TASK PROMPT | An exact restatement of every record is required.

RECORDS PROVIDED |
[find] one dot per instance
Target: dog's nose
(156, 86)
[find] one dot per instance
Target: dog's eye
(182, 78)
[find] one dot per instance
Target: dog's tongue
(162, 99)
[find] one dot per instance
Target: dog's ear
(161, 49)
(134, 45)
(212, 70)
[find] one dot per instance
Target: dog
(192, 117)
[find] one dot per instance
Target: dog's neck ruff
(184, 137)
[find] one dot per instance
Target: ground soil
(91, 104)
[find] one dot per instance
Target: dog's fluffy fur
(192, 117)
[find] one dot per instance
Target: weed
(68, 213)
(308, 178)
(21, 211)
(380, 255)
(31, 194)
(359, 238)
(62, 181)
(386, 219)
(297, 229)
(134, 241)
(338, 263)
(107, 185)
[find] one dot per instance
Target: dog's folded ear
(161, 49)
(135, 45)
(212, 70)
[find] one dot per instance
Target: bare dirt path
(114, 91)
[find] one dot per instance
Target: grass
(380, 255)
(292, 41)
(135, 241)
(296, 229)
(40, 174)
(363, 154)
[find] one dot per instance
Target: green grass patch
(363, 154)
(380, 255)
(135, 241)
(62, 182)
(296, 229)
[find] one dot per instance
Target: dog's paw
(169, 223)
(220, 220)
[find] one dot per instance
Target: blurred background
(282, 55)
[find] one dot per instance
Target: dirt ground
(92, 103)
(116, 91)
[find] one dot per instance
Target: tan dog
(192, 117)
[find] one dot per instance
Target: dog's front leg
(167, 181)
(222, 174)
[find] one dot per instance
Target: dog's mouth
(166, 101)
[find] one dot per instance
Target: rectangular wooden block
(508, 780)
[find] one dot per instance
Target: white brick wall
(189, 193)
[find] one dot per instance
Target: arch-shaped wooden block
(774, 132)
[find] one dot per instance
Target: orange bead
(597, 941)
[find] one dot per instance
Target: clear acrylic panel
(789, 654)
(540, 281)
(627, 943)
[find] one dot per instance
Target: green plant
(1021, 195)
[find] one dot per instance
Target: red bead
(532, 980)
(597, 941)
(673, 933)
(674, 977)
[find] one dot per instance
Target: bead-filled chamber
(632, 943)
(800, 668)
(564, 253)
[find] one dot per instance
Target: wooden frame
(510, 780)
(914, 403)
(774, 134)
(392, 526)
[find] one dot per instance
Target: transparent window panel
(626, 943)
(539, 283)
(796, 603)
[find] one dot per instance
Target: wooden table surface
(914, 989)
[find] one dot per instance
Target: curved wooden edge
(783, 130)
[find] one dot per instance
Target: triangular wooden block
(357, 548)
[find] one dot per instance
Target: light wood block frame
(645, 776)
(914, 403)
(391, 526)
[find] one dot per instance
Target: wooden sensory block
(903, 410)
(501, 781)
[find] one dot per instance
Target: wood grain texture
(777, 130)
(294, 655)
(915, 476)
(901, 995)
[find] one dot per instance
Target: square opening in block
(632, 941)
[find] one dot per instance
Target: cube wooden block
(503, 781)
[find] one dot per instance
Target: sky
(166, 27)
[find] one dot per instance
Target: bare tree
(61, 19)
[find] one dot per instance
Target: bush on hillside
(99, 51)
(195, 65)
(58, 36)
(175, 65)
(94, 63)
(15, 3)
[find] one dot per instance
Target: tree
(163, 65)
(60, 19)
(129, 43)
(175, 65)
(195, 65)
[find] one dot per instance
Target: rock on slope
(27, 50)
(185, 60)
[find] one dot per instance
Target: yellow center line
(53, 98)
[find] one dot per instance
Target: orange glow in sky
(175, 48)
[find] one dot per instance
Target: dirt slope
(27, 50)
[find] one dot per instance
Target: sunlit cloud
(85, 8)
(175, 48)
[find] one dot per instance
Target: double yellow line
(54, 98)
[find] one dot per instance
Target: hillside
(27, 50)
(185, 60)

ANSWER FOR THIS EXERCISE |
[find] one dot per instance
Target: dog's nose
(156, 86)
[find] one dot per instance
Target: dog's eye
(182, 78)
[find] one dot per instance
Target: dog's tongue
(162, 99)
[find] one dot per instance
Target: dog's ear
(161, 49)
(134, 45)
(212, 70)
[find] one dot per instance
Target: dog
(192, 117)
[find] one dot per instance
Target: dog's neck ruff
(184, 137)
[find] one dot per instance
Target: ground soil
(91, 104)
[find] one dot per instance
Target: dog's fluffy fur
(192, 117)
[find] one dot per instance
Target: weed
(68, 213)
(308, 178)
(21, 211)
(380, 255)
(31, 194)
(359, 238)
(62, 181)
(386, 219)
(297, 229)
(134, 241)
(338, 263)
(107, 185)
[find] one dot per instance
Target: dog's folded ear
(161, 49)
(135, 45)
(212, 70)
[find] one dot per instance
Target: bare dirt path
(114, 91)
[find] one dot per instance
Target: grass
(380, 255)
(292, 41)
(135, 241)
(296, 229)
(40, 174)
(363, 154)
[find] one dot per instance
Target: green grass patch
(363, 154)
(380, 255)
(135, 241)
(62, 182)
(296, 229)
[find] one dot per instance
Target: dog's paw
(169, 223)
(220, 220)
[find] one dot per instance
Target: blurred background
(282, 55)
[find] one dot per instance
Target: dirt ground
(92, 103)
(116, 91)
[find] one dot per instance
Target: tan dog
(192, 117)
[find] one dot per instance
Target: dog's front leg
(167, 181)
(222, 174)
[find] one dot per instance
Target: dog's mouth
(166, 101)
[find] one dot per instance
Target: rectangular wooden block
(508, 780)
[find] one dot per instance
Target: white brick wall
(189, 193)
[find] one dot per instance
Target: arch-shaped wooden block
(774, 132)
[find] one dot per instance
Target: orange bead
(597, 941)
[find] one dot per instance
Target: clear acrylic panel
(789, 654)
(540, 281)
(627, 943)
[find] one dot per instance
Target: green plant
(1021, 195)
[find] one dot per instance
Target: red bead
(532, 980)
(597, 941)
(673, 933)
(674, 977)
[find] one dot per instance
Target: bead-filled chamber
(632, 943)
(800, 668)
(564, 253)
[find] one dot per instance
Target: wooden frame
(510, 780)
(914, 403)
(774, 134)
(392, 526)
[find] one dot per instance
Target: transparent window panel
(626, 943)
(539, 283)
(796, 603)
[find] one dot per instance
Target: wooden table surface
(914, 989)
[find] one dot per instance
Target: curved wooden edge
(783, 130)
[find] one dot per instance
Target: triangular wooden block
(357, 548)
[find] one dot per instance
Target: light wood block frame
(645, 776)
(914, 403)
(391, 526)
[find] one dot per instance
Target: wooden sensory block
(903, 410)
(501, 781)
[find] one dot per instance
Target: wood grain texture
(777, 130)
(294, 655)
(915, 476)
(901, 995)
[find] one dot per instance
Target: square opening in block
(632, 941)
[find] one dot per instance
Target: cube wooden block
(503, 781)
[find] one dot per instance
Target: sky
(166, 27)
[find] one dot per instance
Target: bare tree
(61, 19)
[find] one dot per instance
Target: bush on hillside
(99, 51)
(195, 65)
(58, 36)
(175, 65)
(94, 63)
(15, 3)
[find] one dot per instance
Target: tree
(163, 65)
(60, 19)
(129, 43)
(175, 65)
(195, 65)
[find] one dot per instance
Target: rock on slope
(27, 50)
(185, 60)
[find] one dot per instance
Target: yellow center line
(53, 98)
[find] one dot per instance
Target: orange glow in sky
(175, 48)
[find] one dot per instance
Target: dirt slope
(27, 50)
[find] one dot per instance
Target: sunlit cloud
(85, 8)
(175, 48)
[find] one dot per instance
Target: double yellow line
(54, 98)
[find] one dot per instance
Target: hillside
(27, 50)
(185, 60)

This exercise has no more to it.